*** Block opens ***

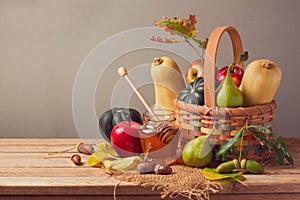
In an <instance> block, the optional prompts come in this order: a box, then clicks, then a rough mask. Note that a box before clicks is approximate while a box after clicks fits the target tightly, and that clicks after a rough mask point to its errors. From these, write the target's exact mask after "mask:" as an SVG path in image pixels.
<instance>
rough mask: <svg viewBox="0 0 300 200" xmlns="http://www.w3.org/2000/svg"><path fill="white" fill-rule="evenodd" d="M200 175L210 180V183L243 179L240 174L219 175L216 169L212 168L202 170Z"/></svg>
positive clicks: (206, 178) (237, 173)
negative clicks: (200, 174)
mask: <svg viewBox="0 0 300 200" xmlns="http://www.w3.org/2000/svg"><path fill="white" fill-rule="evenodd" d="M202 175H203V176H204V177H205V178H206V179H208V180H210V181H229V182H233V181H239V182H240V181H241V180H243V179H244V177H243V176H242V174H240V173H227V174H219V173H218V172H217V171H216V169H213V168H204V169H203V170H202Z"/></svg>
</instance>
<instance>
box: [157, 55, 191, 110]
mask: <svg viewBox="0 0 300 200" xmlns="http://www.w3.org/2000/svg"><path fill="white" fill-rule="evenodd" d="M151 77H152V80H153V84H154V92H155V105H154V109H169V110H173V111H176V105H175V100H176V98H177V95H178V94H179V93H180V91H181V90H182V89H183V88H185V81H184V79H183V76H182V73H181V71H180V69H179V67H178V65H177V63H176V62H175V61H174V60H173V59H172V58H170V57H156V58H154V60H153V63H152V65H151Z"/></svg>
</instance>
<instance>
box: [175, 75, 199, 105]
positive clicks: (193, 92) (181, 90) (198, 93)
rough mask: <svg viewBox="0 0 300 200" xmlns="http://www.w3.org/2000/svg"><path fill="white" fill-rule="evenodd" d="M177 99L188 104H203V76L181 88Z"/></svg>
mask: <svg viewBox="0 0 300 200" xmlns="http://www.w3.org/2000/svg"><path fill="white" fill-rule="evenodd" d="M178 100H180V101H184V102H186V103H189V104H197V105H201V106H202V105H204V79H203V77H198V78H196V79H195V80H194V81H193V82H191V83H190V84H188V86H187V87H186V88H185V89H183V90H181V92H180V93H179V95H178Z"/></svg>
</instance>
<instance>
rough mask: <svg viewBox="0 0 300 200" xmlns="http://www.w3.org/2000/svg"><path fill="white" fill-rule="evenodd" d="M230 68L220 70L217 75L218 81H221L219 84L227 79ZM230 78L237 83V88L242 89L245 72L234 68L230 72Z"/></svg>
mask: <svg viewBox="0 0 300 200" xmlns="http://www.w3.org/2000/svg"><path fill="white" fill-rule="evenodd" d="M227 69H228V66H225V67H222V68H221V69H219V71H218V73H217V77H216V79H217V80H218V81H219V83H221V82H222V80H223V79H224V78H225V77H226V74H227ZM230 76H231V78H232V80H233V82H234V83H235V85H236V86H237V87H240V85H241V82H242V79H243V76H244V70H243V69H242V68H240V67H238V66H233V67H232V68H231V71H230Z"/></svg>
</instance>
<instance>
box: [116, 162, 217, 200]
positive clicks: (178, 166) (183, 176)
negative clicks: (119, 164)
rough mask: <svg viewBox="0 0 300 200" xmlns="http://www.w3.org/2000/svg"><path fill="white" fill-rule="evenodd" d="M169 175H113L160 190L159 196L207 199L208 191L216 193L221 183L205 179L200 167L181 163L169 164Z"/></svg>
mask: <svg viewBox="0 0 300 200" xmlns="http://www.w3.org/2000/svg"><path fill="white" fill-rule="evenodd" d="M171 167H172V170H173V173H172V174H171V175H157V174H139V173H135V172H122V173H120V174H117V175H115V176H116V178H117V179H119V180H122V181H128V182H133V183H137V184H139V185H141V186H143V187H152V190H154V189H159V190H161V198H165V197H170V198H176V197H178V196H182V197H186V198H188V199H199V200H205V199H209V193H216V192H218V191H219V190H221V189H222V186H221V184H218V183H212V182H210V181H208V180H207V179H205V178H204V177H203V175H202V173H201V169H198V168H192V167H187V166H182V165H174V166H171Z"/></svg>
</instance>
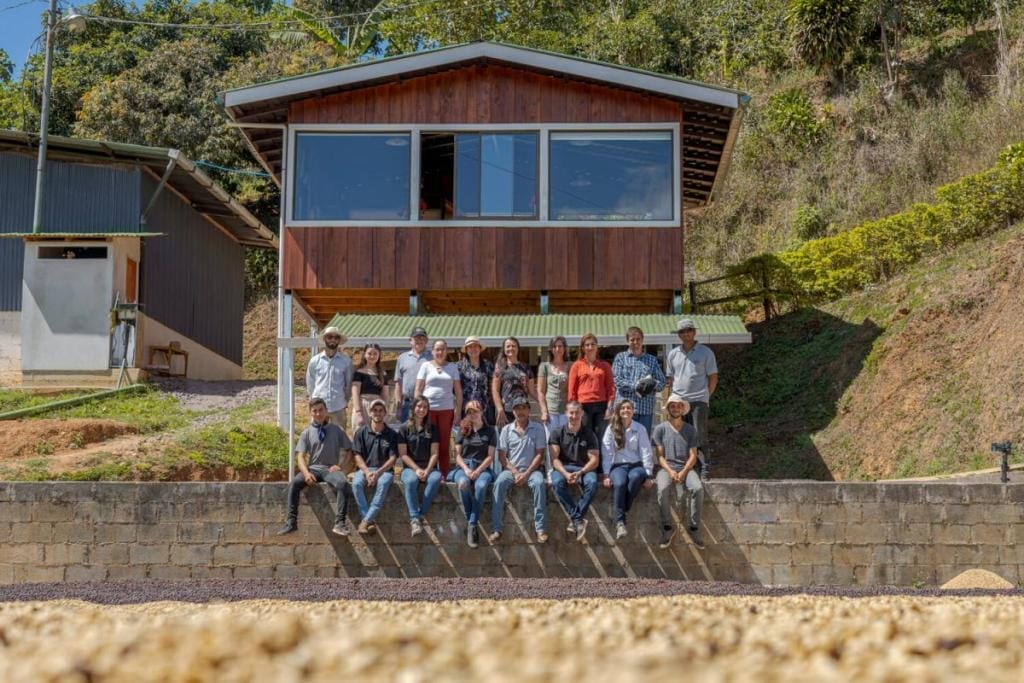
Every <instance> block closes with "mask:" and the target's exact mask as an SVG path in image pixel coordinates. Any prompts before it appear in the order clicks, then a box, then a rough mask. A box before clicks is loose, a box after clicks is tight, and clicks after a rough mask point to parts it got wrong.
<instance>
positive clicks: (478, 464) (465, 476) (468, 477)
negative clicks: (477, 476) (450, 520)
mask: <svg viewBox="0 0 1024 683" xmlns="http://www.w3.org/2000/svg"><path fill="white" fill-rule="evenodd" d="M465 462H466V466H467V467H468V468H469V469H471V470H475V469H476V468H477V467H479V466H480V461H478V460H467V461H465ZM452 472H453V473H454V476H452V480H453V481H455V482H456V483H457V484H459V498H461V499H462V511H463V512H464V513H466V521H468V522H469V524H470V526H472V525H473V524H475V523H476V522H478V521H480V510H482V509H483V502H484V501H485V500H486V499H487V489H488V488H490V482H492V481H494V480H495V475H494V474H493V473H492V472H490V470H489V469H486V470H484V471H482V472H480V476H478V477H476V481H471V480H470V478H469V477H468V476H467V475H466V473H465V472H463V471H462V468H461V467H457V468H455V469H453V470H452Z"/></svg>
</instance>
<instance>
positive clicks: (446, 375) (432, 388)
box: [416, 339, 462, 476]
mask: <svg viewBox="0 0 1024 683" xmlns="http://www.w3.org/2000/svg"><path fill="white" fill-rule="evenodd" d="M431 353H432V356H433V357H431V359H430V360H428V361H427V362H425V364H423V365H422V366H420V372H419V374H417V376H416V397H420V396H424V397H425V398H426V399H427V400H428V401H430V426H431V427H433V428H434V429H436V430H437V446H438V447H437V462H438V465H439V467H440V470H441V475H442V476H447V471H449V449H450V447H451V445H450V444H451V440H452V424H453V423H454V422H455V420H456V417H457V416H461V415H462V382H461V381H460V380H459V369H458V368H456V367H455V364H454V362H449V360H447V342H445V341H444V340H443V339H438V340H436V341H435V342H434V345H433V347H431Z"/></svg>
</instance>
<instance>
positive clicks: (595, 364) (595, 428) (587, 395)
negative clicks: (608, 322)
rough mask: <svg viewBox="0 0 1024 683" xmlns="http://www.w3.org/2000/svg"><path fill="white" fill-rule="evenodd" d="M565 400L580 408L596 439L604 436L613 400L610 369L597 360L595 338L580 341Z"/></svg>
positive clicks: (593, 334) (571, 372) (569, 369)
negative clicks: (593, 432) (578, 353)
mask: <svg viewBox="0 0 1024 683" xmlns="http://www.w3.org/2000/svg"><path fill="white" fill-rule="evenodd" d="M568 399H569V400H575V401H580V403H581V404H582V405H583V414H584V420H585V421H586V423H587V426H588V427H590V428H591V429H593V430H594V433H595V434H597V437H598V438H601V437H602V435H603V434H604V430H605V428H606V426H607V424H608V418H610V417H611V407H612V403H613V401H614V400H615V383H614V381H613V380H612V375H611V366H609V365H608V364H607V362H606V361H605V360H601V359H600V358H599V357H598V356H597V336H596V335H595V334H594V333H592V332H588V333H587V334H585V335H584V336H583V337H581V338H580V358H579V359H578V360H577V361H575V362H573V364H572V367H571V368H570V369H569V388H568Z"/></svg>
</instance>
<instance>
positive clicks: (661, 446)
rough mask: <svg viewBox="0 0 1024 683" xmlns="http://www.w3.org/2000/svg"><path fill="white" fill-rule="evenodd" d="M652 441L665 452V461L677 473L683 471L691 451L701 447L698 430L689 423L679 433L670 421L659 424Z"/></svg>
mask: <svg viewBox="0 0 1024 683" xmlns="http://www.w3.org/2000/svg"><path fill="white" fill-rule="evenodd" d="M650 440H651V441H652V442H653V443H654V445H656V446H660V447H662V449H663V450H664V451H665V459H666V460H667V461H669V465H671V466H672V469H674V470H676V471H677V472H678V471H679V470H681V469H683V467H684V466H685V465H686V461H687V460H689V459H690V449H695V447H697V446H698V445H699V443H698V442H697V430H696V429H694V428H693V425H691V424H689V423H688V422H684V423H683V428H682V429H680V430H679V431H676V429H675V427H673V426H672V423H670V422H668V421H666V422H659V423H658V424H657V426H656V427H654V431H653V432H651V435H650Z"/></svg>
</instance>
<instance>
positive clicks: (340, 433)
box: [278, 397, 352, 536]
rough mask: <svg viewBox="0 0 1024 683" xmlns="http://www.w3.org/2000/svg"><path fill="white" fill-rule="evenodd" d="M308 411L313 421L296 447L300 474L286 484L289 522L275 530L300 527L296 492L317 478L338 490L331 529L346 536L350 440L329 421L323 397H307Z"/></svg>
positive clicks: (348, 488)
mask: <svg viewBox="0 0 1024 683" xmlns="http://www.w3.org/2000/svg"><path fill="white" fill-rule="evenodd" d="M309 413H310V416H311V418H312V421H311V422H310V424H309V426H308V427H306V428H305V429H303V430H302V434H301V435H299V442H298V443H297V444H296V446H295V460H296V463H297V464H298V466H299V473H298V474H296V475H295V476H294V477H293V478H292V481H291V482H290V483H289V486H288V521H286V522H285V525H284V526H282V527H281V530H280V531H278V533H279V535H284V533H291V532H293V531H295V530H296V529H297V528H298V527H299V523H298V522H299V494H301V493H302V489H303V488H305V487H306V486H311V485H313V484H315V483H316V482H318V481H327V482H328V483H329V484H331V486H332V487H333V488H334V489H335V490H336V492H338V512H337V514H336V515H335V523H334V528H332V529H331V530H332V531H334V532H335V533H337V535H338V536H348V522H347V521H346V520H345V518H346V517H347V515H348V499H349V497H350V496H351V494H352V489H351V487H350V486H349V485H348V479H347V478H345V470H344V465H345V464H346V461H347V460H348V459H349V457H350V450H351V447H352V442H351V441H349V440H348V434H346V433H345V430H344V429H342V428H341V427H339V426H338V425H337V424H335V423H334V422H332V421H331V417H330V415H328V412H327V402H326V401H325V400H324V399H323V398H319V397H313V398H310V399H309Z"/></svg>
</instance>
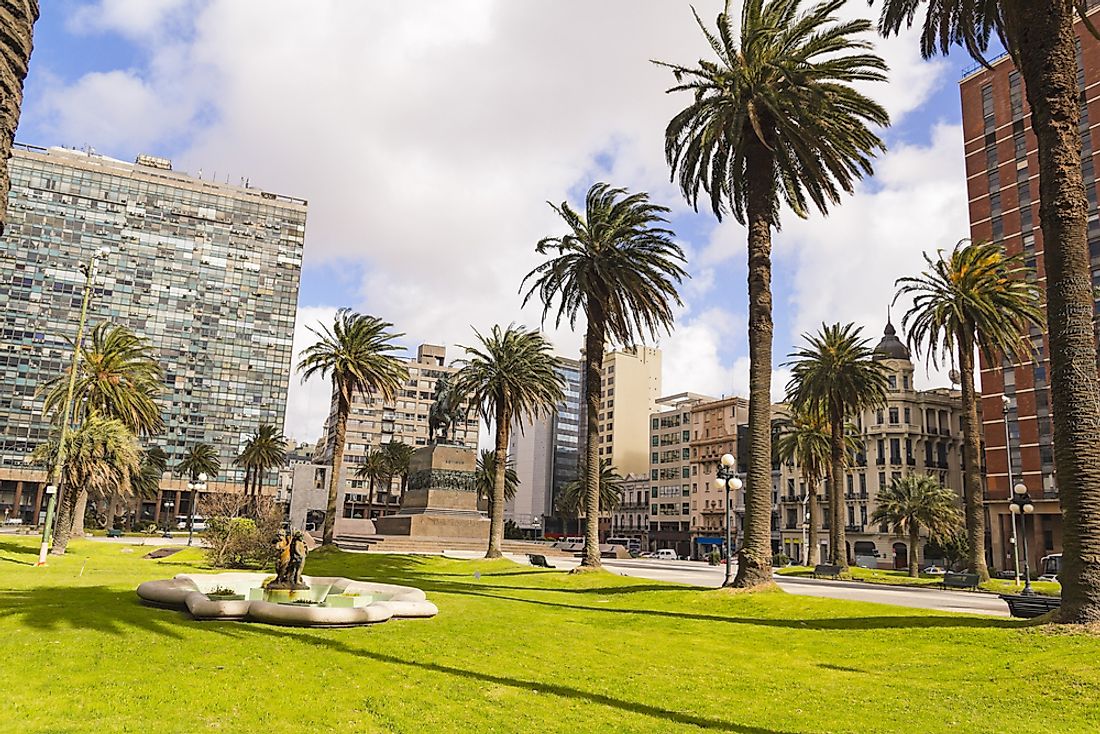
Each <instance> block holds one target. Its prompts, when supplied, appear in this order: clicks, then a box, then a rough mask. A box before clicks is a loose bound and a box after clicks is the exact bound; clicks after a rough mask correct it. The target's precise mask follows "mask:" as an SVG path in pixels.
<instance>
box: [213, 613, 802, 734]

*** Block closes ***

## [WORK TASK]
How many lines in the entries above contain the string "negative"? Case matters, so reply with the number alone.

## [OUTPUT]
5